What to do: Copy the line with "dramatic cloudy sky -> outline every instance" and all lines following it through the last line of the entries, exactly as written.

** begin Recorded information **

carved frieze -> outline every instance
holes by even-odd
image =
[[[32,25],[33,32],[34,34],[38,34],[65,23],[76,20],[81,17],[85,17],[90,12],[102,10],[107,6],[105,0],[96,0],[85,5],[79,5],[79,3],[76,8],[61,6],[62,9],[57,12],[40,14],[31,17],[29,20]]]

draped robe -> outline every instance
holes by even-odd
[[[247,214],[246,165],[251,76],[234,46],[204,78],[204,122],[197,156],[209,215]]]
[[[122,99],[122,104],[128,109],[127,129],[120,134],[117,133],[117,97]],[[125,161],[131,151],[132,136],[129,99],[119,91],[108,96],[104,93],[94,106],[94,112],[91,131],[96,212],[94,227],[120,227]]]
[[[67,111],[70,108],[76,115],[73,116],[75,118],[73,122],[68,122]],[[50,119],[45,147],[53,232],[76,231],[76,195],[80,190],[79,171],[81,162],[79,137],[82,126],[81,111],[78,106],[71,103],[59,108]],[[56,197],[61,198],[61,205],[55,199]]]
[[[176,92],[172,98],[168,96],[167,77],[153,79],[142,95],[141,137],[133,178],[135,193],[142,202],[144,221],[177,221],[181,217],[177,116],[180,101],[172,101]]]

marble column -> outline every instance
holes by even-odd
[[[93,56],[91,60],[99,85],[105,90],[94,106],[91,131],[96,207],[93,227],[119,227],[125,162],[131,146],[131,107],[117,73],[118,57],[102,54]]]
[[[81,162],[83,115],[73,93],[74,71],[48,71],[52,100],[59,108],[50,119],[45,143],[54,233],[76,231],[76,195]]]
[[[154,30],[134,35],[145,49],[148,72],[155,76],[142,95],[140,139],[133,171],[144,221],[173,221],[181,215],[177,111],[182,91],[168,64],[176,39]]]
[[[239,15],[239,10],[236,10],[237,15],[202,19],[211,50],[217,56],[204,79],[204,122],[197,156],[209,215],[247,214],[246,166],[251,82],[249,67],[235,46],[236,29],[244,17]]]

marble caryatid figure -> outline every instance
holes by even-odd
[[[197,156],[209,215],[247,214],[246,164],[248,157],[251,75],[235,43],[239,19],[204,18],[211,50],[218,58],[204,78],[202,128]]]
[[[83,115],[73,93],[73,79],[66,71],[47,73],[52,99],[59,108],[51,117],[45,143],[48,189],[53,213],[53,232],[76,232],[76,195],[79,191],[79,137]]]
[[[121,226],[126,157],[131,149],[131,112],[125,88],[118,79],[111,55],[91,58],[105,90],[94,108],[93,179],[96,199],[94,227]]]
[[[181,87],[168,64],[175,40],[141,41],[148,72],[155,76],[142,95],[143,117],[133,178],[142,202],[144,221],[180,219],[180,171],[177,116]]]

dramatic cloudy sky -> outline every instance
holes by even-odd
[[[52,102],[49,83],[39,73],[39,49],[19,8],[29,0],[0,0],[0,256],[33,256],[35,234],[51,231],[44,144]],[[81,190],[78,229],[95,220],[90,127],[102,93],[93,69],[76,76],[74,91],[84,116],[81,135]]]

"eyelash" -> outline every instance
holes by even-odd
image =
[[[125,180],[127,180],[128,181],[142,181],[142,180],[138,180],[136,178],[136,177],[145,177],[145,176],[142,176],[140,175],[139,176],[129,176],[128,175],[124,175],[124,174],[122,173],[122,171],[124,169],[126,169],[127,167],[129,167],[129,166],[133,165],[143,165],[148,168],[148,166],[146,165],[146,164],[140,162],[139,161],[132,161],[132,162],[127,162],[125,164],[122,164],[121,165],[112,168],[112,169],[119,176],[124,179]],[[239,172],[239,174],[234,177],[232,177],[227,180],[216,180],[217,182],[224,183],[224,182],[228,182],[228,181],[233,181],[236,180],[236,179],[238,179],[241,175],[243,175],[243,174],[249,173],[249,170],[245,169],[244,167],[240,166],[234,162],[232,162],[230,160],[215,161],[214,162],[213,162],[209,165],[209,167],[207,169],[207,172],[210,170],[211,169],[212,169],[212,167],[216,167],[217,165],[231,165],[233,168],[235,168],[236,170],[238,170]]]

** end Recorded information **

Task result:
dramatic cloudy sky -> outline every instance
holes by even-odd
[[[52,102],[49,83],[39,73],[39,49],[19,8],[29,0],[0,0],[0,256],[33,256],[35,234],[51,231],[44,144]],[[81,190],[78,229],[95,220],[90,127],[102,93],[93,69],[76,76],[74,91],[84,116],[81,135]]]

"eyelash" -> outline every instance
holes by even-odd
image =
[[[125,180],[127,180],[128,181],[142,181],[142,180],[138,180],[136,178],[136,177],[145,177],[145,176],[142,176],[140,175],[139,176],[129,176],[128,175],[124,175],[124,174],[122,173],[122,171],[124,169],[126,169],[127,167],[129,167],[129,166],[133,165],[143,165],[148,168],[148,166],[146,165],[146,164],[140,162],[139,161],[132,161],[132,162],[127,162],[125,164],[122,164],[121,165],[112,168],[112,169],[119,176],[124,179]],[[239,172],[239,174],[234,177],[232,177],[227,180],[216,180],[217,182],[224,183],[224,182],[228,182],[228,181],[233,181],[236,180],[236,179],[238,179],[241,175],[243,175],[243,174],[249,173],[249,170],[245,169],[244,167],[240,166],[234,162],[232,162],[230,160],[215,161],[214,162],[213,162],[209,165],[209,167],[207,169],[207,172],[210,170],[211,169],[212,169],[212,167],[216,167],[217,165],[231,165],[233,168],[235,168],[236,170],[238,170]]]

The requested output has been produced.